What to work on –
Everything from the line containing "Target = rocky ledge" to the final line of the records below should be given again exactly, and nothing else.

Provided records –
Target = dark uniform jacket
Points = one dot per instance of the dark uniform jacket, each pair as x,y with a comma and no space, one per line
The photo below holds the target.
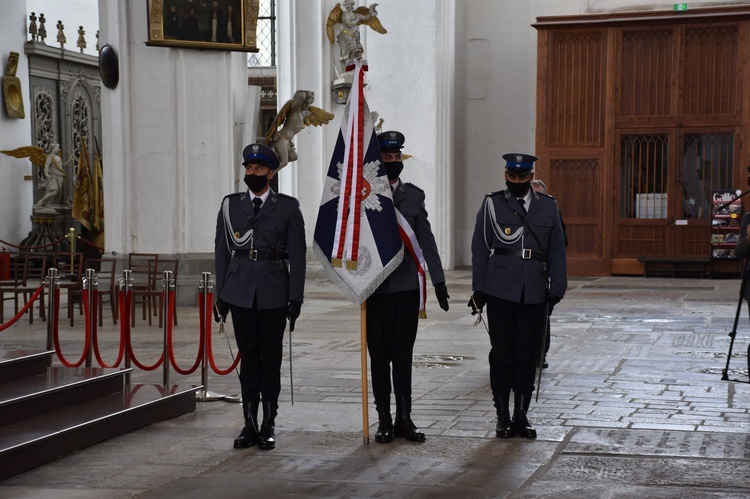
409,201
508,277
279,226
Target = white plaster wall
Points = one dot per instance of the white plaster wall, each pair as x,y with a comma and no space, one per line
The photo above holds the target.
16,196
170,138
496,98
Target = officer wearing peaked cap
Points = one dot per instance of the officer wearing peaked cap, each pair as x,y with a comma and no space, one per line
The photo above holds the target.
260,277
518,266
393,310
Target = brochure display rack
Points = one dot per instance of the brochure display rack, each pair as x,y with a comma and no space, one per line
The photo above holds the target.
725,224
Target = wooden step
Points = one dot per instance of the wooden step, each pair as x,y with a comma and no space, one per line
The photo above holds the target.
31,442
57,388
17,364
47,412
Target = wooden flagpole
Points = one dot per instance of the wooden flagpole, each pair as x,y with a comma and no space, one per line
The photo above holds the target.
363,330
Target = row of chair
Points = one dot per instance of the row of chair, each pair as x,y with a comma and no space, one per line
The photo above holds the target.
21,273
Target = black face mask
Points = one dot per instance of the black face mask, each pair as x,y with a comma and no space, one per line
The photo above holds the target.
256,183
518,189
393,169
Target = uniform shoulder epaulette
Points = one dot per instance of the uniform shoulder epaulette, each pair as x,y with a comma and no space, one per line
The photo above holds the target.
287,196
412,186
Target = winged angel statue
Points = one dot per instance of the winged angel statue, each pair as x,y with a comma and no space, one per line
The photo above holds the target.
296,114
54,174
343,26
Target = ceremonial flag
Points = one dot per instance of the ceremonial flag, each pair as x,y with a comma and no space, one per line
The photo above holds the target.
83,192
98,204
356,234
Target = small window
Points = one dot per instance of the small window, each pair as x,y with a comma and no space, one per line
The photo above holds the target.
265,36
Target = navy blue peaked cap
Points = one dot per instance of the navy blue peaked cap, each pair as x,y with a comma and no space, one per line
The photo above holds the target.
260,154
519,162
391,140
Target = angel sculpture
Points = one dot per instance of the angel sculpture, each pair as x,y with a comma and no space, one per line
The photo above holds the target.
293,117
54,174
343,24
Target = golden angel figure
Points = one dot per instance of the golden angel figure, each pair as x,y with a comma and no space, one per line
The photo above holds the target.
54,174
297,113
343,26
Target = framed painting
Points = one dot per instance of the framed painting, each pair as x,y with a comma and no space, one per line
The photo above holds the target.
203,24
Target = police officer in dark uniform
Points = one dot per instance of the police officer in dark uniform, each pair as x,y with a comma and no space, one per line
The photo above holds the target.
393,310
518,267
260,277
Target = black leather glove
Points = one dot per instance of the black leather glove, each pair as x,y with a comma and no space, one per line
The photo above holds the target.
293,312
476,302
441,291
552,300
221,309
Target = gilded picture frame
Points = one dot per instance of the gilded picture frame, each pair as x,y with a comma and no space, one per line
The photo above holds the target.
204,24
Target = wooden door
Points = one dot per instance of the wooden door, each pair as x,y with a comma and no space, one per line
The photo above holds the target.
665,180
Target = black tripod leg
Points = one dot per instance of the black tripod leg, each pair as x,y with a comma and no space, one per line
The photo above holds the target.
733,334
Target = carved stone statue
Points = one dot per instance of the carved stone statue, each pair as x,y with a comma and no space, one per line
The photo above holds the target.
297,113
53,173
343,26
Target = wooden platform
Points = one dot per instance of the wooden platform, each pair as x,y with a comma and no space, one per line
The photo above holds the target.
47,412
676,267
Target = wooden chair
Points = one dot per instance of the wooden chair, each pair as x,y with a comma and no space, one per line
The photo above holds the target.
27,273
143,268
150,297
107,289
10,277
70,270
168,264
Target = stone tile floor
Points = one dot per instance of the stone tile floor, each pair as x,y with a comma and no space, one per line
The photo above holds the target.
632,405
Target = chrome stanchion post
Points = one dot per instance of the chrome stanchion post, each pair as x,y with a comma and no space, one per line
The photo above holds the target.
204,394
89,283
126,286
53,284
168,288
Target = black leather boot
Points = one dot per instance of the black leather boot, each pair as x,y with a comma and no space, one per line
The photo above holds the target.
267,427
384,434
249,434
502,406
404,426
520,423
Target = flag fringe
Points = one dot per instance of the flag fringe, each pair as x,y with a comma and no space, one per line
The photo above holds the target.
345,287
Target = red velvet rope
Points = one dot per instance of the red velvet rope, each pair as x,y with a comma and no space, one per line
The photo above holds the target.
31,247
169,319
209,348
29,303
95,333
56,336
129,346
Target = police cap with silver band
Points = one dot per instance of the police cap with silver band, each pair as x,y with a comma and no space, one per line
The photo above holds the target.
392,140
516,162
258,153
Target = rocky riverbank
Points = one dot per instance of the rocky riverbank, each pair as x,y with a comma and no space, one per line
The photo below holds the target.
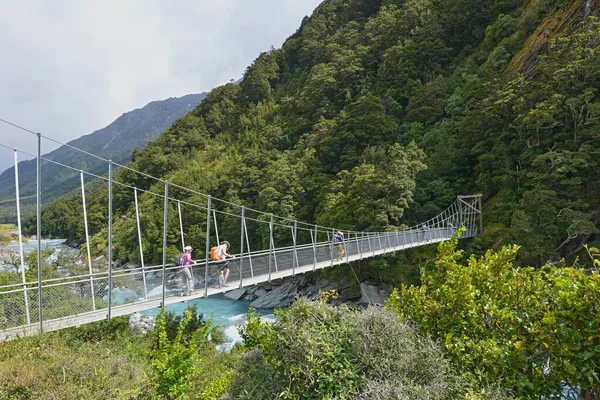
282,293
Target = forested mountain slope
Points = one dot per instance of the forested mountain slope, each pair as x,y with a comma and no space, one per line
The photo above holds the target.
377,113
132,130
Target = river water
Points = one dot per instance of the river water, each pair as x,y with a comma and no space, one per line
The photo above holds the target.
229,314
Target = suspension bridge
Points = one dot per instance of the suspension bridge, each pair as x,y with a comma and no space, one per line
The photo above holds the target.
69,297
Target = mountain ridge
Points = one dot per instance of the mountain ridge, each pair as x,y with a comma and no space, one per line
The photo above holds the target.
130,131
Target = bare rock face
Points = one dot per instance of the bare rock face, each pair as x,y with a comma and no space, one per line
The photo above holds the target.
559,23
372,295
236,294
281,297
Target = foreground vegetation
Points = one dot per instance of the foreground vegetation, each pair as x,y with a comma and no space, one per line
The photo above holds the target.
480,329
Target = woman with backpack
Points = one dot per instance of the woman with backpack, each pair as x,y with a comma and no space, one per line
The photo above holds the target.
187,271
338,244
222,254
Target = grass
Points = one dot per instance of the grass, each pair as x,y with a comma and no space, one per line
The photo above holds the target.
98,361
7,232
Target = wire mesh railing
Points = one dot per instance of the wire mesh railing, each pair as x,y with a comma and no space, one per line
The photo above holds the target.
270,247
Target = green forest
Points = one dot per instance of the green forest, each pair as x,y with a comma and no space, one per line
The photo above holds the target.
416,101
374,116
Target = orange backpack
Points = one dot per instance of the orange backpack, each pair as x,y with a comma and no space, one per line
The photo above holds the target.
214,253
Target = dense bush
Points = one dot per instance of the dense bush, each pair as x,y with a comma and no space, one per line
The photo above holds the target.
533,331
315,351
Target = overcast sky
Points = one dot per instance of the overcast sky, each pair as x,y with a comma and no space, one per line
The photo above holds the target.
70,67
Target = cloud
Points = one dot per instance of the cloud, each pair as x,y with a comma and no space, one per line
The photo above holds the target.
71,67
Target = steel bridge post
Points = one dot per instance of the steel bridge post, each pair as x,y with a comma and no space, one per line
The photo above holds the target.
315,247
137,221
270,246
362,236
207,252
23,278
249,250
181,225
109,239
165,223
39,229
331,247
480,206
242,230
87,240
295,253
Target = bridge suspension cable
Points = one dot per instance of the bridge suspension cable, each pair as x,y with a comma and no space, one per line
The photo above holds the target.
278,247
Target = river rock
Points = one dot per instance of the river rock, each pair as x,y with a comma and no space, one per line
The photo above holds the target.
281,297
144,323
372,295
350,294
260,292
250,297
235,294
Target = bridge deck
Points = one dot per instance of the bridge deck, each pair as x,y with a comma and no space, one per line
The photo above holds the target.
288,262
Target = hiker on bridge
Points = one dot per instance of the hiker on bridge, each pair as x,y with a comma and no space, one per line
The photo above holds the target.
425,232
187,271
338,244
223,255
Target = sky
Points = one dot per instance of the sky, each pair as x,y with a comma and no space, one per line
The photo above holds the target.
70,67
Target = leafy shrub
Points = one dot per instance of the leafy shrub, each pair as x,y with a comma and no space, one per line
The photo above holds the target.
533,331
175,360
315,351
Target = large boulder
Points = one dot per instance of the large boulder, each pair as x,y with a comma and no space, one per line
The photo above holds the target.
372,295
235,294
281,297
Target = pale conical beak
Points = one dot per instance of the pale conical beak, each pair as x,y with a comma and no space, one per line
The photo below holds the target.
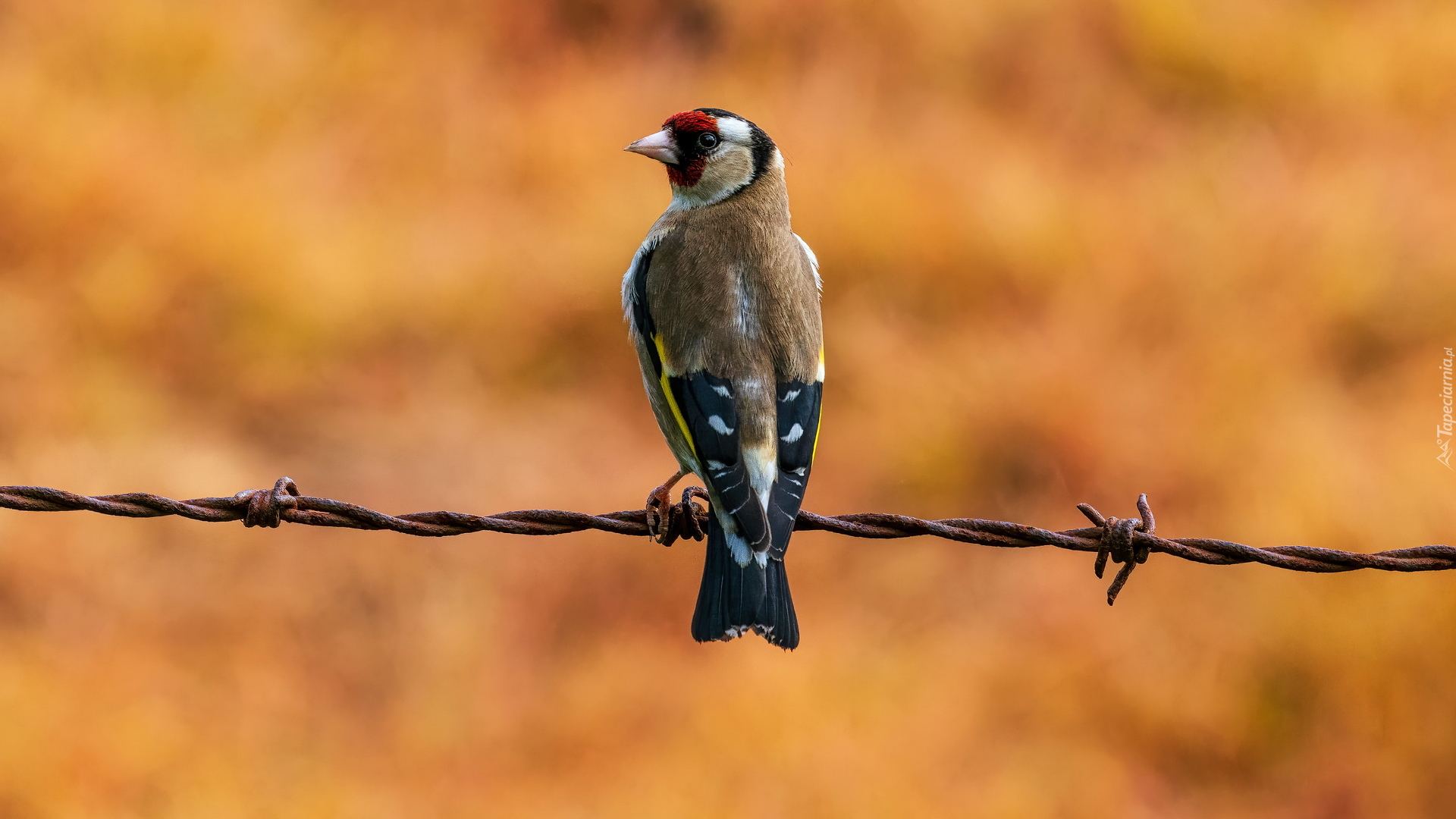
660,146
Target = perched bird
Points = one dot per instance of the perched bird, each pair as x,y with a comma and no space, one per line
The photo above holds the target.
724,305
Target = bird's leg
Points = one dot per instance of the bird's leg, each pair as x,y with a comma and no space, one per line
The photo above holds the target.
660,510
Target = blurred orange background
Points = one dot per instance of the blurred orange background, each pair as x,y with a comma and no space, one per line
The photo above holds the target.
1072,249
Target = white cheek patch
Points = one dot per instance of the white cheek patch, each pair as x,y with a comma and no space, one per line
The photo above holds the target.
734,130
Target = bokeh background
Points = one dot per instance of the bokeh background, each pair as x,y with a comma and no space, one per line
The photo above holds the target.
1072,249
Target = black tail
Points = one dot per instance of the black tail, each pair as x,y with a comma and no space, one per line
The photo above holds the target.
736,599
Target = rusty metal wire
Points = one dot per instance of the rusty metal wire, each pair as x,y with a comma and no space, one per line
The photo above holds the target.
1123,541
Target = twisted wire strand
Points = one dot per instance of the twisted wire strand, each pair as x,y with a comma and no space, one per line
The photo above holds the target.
1123,541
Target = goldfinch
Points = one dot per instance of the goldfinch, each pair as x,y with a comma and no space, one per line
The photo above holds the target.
724,306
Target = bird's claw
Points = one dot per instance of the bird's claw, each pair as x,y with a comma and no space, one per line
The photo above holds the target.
660,512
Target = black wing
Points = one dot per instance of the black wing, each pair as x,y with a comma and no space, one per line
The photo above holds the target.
711,422
704,409
799,430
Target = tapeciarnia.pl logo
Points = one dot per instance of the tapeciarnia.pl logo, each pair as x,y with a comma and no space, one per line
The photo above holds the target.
1443,430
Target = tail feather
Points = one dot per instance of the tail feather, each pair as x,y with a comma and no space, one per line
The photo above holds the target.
737,599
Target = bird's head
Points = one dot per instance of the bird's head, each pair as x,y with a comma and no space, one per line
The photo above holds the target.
710,153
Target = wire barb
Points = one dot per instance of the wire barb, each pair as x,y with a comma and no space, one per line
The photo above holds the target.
1125,541
1117,542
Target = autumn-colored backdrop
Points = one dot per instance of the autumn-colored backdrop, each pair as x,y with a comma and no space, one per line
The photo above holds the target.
1072,251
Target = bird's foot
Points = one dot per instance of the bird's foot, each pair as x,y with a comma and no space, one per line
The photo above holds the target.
660,512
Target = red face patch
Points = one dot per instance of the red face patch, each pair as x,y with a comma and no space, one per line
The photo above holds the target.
686,127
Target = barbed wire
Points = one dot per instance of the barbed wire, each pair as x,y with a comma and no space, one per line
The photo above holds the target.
1125,541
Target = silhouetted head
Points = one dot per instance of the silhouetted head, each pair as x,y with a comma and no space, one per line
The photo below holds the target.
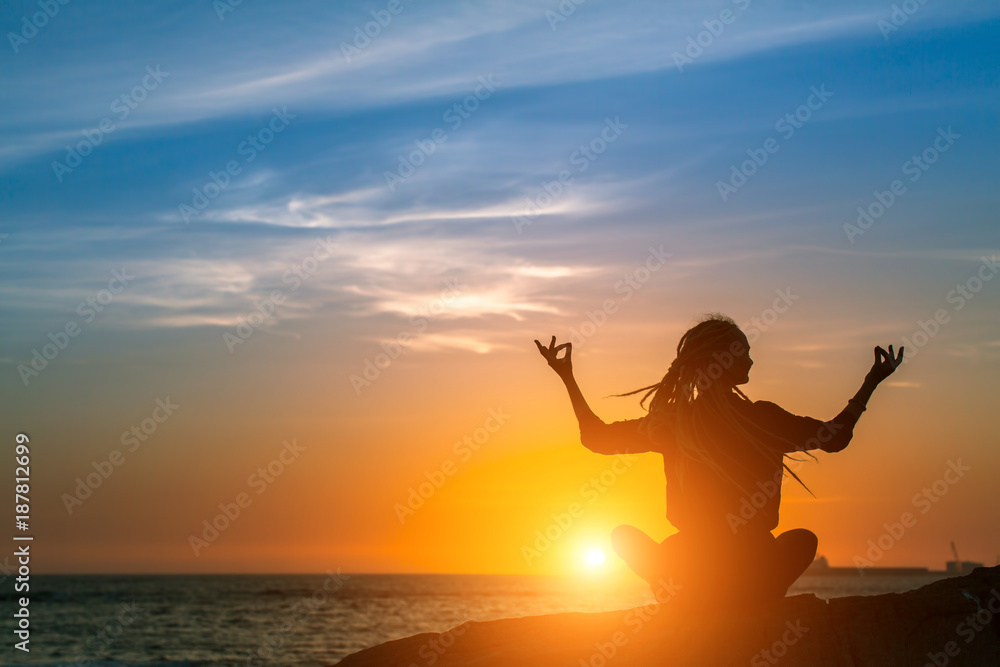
713,357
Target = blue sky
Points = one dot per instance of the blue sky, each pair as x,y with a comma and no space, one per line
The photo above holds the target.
559,83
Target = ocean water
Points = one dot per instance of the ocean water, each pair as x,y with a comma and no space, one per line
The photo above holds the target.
101,620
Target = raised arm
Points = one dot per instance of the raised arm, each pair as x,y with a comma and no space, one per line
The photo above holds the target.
841,427
595,435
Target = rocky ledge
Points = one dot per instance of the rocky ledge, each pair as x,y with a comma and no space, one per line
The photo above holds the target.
949,622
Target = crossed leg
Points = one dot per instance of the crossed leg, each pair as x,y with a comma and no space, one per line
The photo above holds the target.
760,568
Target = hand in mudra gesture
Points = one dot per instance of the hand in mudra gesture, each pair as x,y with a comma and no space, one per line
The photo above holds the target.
563,366
885,364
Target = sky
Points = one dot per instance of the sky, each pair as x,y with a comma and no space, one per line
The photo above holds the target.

Exercise output –
Target = rocky ledge
Points = one dot per instance of the rocky ledge, each pair as x,y with a comma and no space, one per line
The photo above holds the target.
949,622
Target = crossed leg
Points = one dot per instance of the crossed leg, each pair as x,y with a comma and no space, one per line
The photo above holds the target.
760,568
Target = hand in mudra gesture
Points = one dot per instance of the hand in mudra gesture, each pair as x,y with a comma and no space, one per line
The photo above holds the target.
563,366
885,364
Target = sky
Points = one dot per instance of the sky, each pair as x,y with a comma and no space, one per line
The photo above holds the target.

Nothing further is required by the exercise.